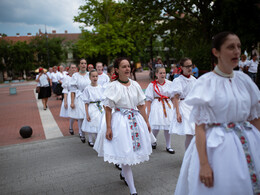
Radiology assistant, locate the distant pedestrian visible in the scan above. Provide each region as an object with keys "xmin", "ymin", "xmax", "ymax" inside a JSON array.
[
  {"xmin": 169, "ymin": 57, "xmax": 196, "ymax": 150},
  {"xmin": 247, "ymin": 54, "xmax": 258, "ymax": 83},
  {"xmin": 239, "ymin": 54, "xmax": 249, "ymax": 73},
  {"xmin": 59, "ymin": 63, "xmax": 77, "ymax": 135},
  {"xmin": 96, "ymin": 62, "xmax": 110, "ymax": 86},
  {"xmin": 36, "ymin": 68, "xmax": 51, "ymax": 110},
  {"xmin": 82, "ymin": 69, "xmax": 104, "ymax": 147},
  {"xmin": 69, "ymin": 59, "xmax": 91, "ymax": 143},
  {"xmin": 145, "ymin": 67, "xmax": 175, "ymax": 154},
  {"xmin": 192, "ymin": 64, "xmax": 199, "ymax": 78}
]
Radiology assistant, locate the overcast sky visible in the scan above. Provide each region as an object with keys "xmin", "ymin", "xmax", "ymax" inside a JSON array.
[{"xmin": 0, "ymin": 0, "xmax": 87, "ymax": 36}]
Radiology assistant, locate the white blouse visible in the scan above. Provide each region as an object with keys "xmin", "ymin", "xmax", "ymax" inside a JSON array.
[
  {"xmin": 185, "ymin": 71, "xmax": 260, "ymax": 125},
  {"xmin": 98, "ymin": 73, "xmax": 110, "ymax": 86},
  {"xmin": 70, "ymin": 72, "xmax": 90, "ymax": 93},
  {"xmin": 145, "ymin": 79, "xmax": 173, "ymax": 101},
  {"xmin": 171, "ymin": 75, "xmax": 196, "ymax": 99},
  {"xmin": 82, "ymin": 85, "xmax": 104, "ymax": 104},
  {"xmin": 103, "ymin": 79, "xmax": 145, "ymax": 109}
]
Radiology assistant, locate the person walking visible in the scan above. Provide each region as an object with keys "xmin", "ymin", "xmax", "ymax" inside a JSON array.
[
  {"xmin": 174, "ymin": 31, "xmax": 260, "ymax": 195},
  {"xmin": 69, "ymin": 59, "xmax": 91, "ymax": 143},
  {"xmin": 103, "ymin": 57, "xmax": 152, "ymax": 195},
  {"xmin": 145, "ymin": 67, "xmax": 175, "ymax": 154},
  {"xmin": 36, "ymin": 68, "xmax": 51, "ymax": 110}
]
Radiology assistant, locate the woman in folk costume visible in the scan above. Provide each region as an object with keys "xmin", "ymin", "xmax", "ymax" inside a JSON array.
[
  {"xmin": 59, "ymin": 64, "xmax": 77, "ymax": 135},
  {"xmin": 145, "ymin": 67, "xmax": 175, "ymax": 154},
  {"xmin": 69, "ymin": 58, "xmax": 91, "ymax": 143},
  {"xmin": 174, "ymin": 32, "xmax": 260, "ymax": 195},
  {"xmin": 103, "ymin": 57, "xmax": 152, "ymax": 195},
  {"xmin": 81, "ymin": 69, "xmax": 104, "ymax": 147},
  {"xmin": 169, "ymin": 57, "xmax": 197, "ymax": 150}
]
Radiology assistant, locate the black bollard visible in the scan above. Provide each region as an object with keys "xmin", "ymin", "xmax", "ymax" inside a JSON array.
[{"xmin": 19, "ymin": 126, "xmax": 33, "ymax": 138}]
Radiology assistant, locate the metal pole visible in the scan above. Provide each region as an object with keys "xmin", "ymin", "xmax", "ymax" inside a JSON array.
[{"xmin": 45, "ymin": 25, "xmax": 50, "ymax": 67}]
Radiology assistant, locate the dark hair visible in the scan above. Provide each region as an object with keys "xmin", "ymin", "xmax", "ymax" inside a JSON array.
[
  {"xmin": 89, "ymin": 69, "xmax": 97, "ymax": 77},
  {"xmin": 179, "ymin": 57, "xmax": 191, "ymax": 66},
  {"xmin": 155, "ymin": 66, "xmax": 165, "ymax": 73},
  {"xmin": 79, "ymin": 58, "xmax": 87, "ymax": 65},
  {"xmin": 113, "ymin": 57, "xmax": 130, "ymax": 79},
  {"xmin": 107, "ymin": 65, "xmax": 114, "ymax": 74},
  {"xmin": 211, "ymin": 31, "xmax": 237, "ymax": 66}
]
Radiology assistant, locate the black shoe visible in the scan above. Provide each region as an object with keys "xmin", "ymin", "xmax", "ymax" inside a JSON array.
[
  {"xmin": 131, "ymin": 193, "xmax": 138, "ymax": 195},
  {"xmin": 152, "ymin": 142, "xmax": 157, "ymax": 149},
  {"xmin": 69, "ymin": 129, "xmax": 74, "ymax": 135},
  {"xmin": 120, "ymin": 173, "xmax": 128, "ymax": 186},
  {"xmin": 88, "ymin": 141, "xmax": 94, "ymax": 147},
  {"xmin": 166, "ymin": 147, "xmax": 175, "ymax": 154},
  {"xmin": 115, "ymin": 164, "xmax": 122, "ymax": 170},
  {"xmin": 80, "ymin": 136, "xmax": 86, "ymax": 143}
]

^^^^^^^^^^^^^^^^

▸ EXERCISE: As you output the material, omit the pictures but alter nothing else.

▸ SOLUTION FOR THIS TASK:
Radiology assistant, locate the distant pedestrian visible in the scan above. Provide each region as an object with keys "xmin", "ymin", "xmax", "ymax" inside a JSON array.
[
  {"xmin": 169, "ymin": 57, "xmax": 196, "ymax": 150},
  {"xmin": 247, "ymin": 54, "xmax": 258, "ymax": 83},
  {"xmin": 239, "ymin": 54, "xmax": 249, "ymax": 73},
  {"xmin": 59, "ymin": 63, "xmax": 77, "ymax": 135},
  {"xmin": 96, "ymin": 62, "xmax": 110, "ymax": 86},
  {"xmin": 36, "ymin": 68, "xmax": 51, "ymax": 110},
  {"xmin": 82, "ymin": 69, "xmax": 104, "ymax": 147},
  {"xmin": 69, "ymin": 59, "xmax": 91, "ymax": 143},
  {"xmin": 145, "ymin": 67, "xmax": 175, "ymax": 154},
  {"xmin": 192, "ymin": 64, "xmax": 199, "ymax": 78}
]
Radiology assistant, locate the overcast sky visible in the scan above. Provide each region as an object with keys "xmin", "ymin", "xmax", "ymax" inside a JSON array.
[{"xmin": 0, "ymin": 0, "xmax": 87, "ymax": 36}]
Radiology assistant, locate the white blouse visible in the scan above. Provide each region as an object with keys "xmin", "ymin", "xmax", "ymax" inside a JSON array.
[
  {"xmin": 185, "ymin": 71, "xmax": 260, "ymax": 125},
  {"xmin": 98, "ymin": 73, "xmax": 110, "ymax": 86},
  {"xmin": 70, "ymin": 72, "xmax": 90, "ymax": 93},
  {"xmin": 145, "ymin": 79, "xmax": 173, "ymax": 101},
  {"xmin": 171, "ymin": 75, "xmax": 196, "ymax": 99},
  {"xmin": 82, "ymin": 85, "xmax": 104, "ymax": 104},
  {"xmin": 103, "ymin": 79, "xmax": 145, "ymax": 109}
]
Radiology assistant, locate the person walking visible in the scan above. Provide each region as an object with keys "xmin", "ymin", "xmax", "ymax" inside a JSON array.
[
  {"xmin": 174, "ymin": 31, "xmax": 260, "ymax": 195},
  {"xmin": 69, "ymin": 59, "xmax": 91, "ymax": 143},
  {"xmin": 103, "ymin": 57, "xmax": 152, "ymax": 195},
  {"xmin": 145, "ymin": 67, "xmax": 175, "ymax": 154},
  {"xmin": 36, "ymin": 68, "xmax": 51, "ymax": 110}
]
Radiology assistant, locate the woman in folk costume visible in the scan above. Provide each region as an object with keys "xmin", "ymin", "xmax", "ymax" inside a JSON array.
[
  {"xmin": 59, "ymin": 64, "xmax": 77, "ymax": 135},
  {"xmin": 145, "ymin": 67, "xmax": 175, "ymax": 154},
  {"xmin": 69, "ymin": 58, "xmax": 91, "ymax": 143},
  {"xmin": 174, "ymin": 32, "xmax": 260, "ymax": 195},
  {"xmin": 103, "ymin": 57, "xmax": 152, "ymax": 195},
  {"xmin": 81, "ymin": 69, "xmax": 104, "ymax": 147},
  {"xmin": 169, "ymin": 57, "xmax": 197, "ymax": 150}
]
Radiology assistant, locate the black bollard visible in the scan above. Provide each region as an object with keys "xmin", "ymin", "xmax", "ymax" inside a JSON array.
[{"xmin": 19, "ymin": 126, "xmax": 33, "ymax": 138}]
Radiology assistant, locate the metal pole visible in the scan above. Provide each region as an object with keys "xmin", "ymin", "xmax", "ymax" inside a JSON array.
[{"xmin": 45, "ymin": 25, "xmax": 50, "ymax": 67}]
Radiology assistant, locate the dark hair visible in the scan above. Provide each region as an object with keys "xmin", "ymin", "xmax", "ymax" inside a JSON array.
[
  {"xmin": 89, "ymin": 69, "xmax": 97, "ymax": 77},
  {"xmin": 179, "ymin": 57, "xmax": 191, "ymax": 66},
  {"xmin": 155, "ymin": 66, "xmax": 165, "ymax": 73},
  {"xmin": 79, "ymin": 58, "xmax": 87, "ymax": 65},
  {"xmin": 113, "ymin": 57, "xmax": 130, "ymax": 79},
  {"xmin": 107, "ymin": 65, "xmax": 114, "ymax": 74},
  {"xmin": 211, "ymin": 31, "xmax": 237, "ymax": 66}
]
Radiology assistant, locate the black shoe visible in the scan above. Provide each region as an object with keys "xmin", "ymin", "xmax", "ymax" inside a JSON array.
[
  {"xmin": 131, "ymin": 193, "xmax": 138, "ymax": 195},
  {"xmin": 152, "ymin": 142, "xmax": 157, "ymax": 149},
  {"xmin": 69, "ymin": 129, "xmax": 74, "ymax": 135},
  {"xmin": 120, "ymin": 173, "xmax": 128, "ymax": 186},
  {"xmin": 88, "ymin": 141, "xmax": 94, "ymax": 147},
  {"xmin": 166, "ymin": 147, "xmax": 175, "ymax": 154},
  {"xmin": 115, "ymin": 164, "xmax": 122, "ymax": 170},
  {"xmin": 80, "ymin": 136, "xmax": 86, "ymax": 143}
]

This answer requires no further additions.